Prompt: Please repeat, from the entries that follow, the lines from the one containing "Target: car tyre" through the one containing "the car headlight" exactly, adding nothing.

Entries taken from a collection:
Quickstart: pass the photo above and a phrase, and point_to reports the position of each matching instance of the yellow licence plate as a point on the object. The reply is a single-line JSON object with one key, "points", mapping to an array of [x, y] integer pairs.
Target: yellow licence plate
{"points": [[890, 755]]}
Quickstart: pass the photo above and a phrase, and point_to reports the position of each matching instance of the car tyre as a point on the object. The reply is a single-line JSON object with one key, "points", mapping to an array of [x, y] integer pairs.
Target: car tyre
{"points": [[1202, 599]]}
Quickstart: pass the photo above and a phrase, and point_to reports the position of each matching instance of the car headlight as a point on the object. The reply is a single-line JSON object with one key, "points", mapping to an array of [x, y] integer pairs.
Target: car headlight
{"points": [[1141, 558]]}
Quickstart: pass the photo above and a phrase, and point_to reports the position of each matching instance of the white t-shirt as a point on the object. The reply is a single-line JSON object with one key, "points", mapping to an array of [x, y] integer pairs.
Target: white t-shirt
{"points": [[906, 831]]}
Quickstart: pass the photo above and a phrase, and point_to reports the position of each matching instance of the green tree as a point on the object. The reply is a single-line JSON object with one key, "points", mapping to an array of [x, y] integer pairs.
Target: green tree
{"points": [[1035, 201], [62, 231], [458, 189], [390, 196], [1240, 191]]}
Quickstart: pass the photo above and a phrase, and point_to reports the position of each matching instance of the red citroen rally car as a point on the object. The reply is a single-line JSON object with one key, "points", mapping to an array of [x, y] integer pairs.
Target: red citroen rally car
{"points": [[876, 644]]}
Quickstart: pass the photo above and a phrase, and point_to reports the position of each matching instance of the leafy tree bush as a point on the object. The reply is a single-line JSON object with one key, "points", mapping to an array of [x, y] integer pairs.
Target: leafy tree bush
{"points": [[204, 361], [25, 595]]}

Written answer:
Target: car tyre
{"points": [[1202, 599]]}
Quickstart: pass the photo above and a phrase, and point_to reports the position of each matching instance of the car headlight as a point on the object. The reply is a single-line JSON object with one key, "points", mapping to an array of [x, y] integer pairs.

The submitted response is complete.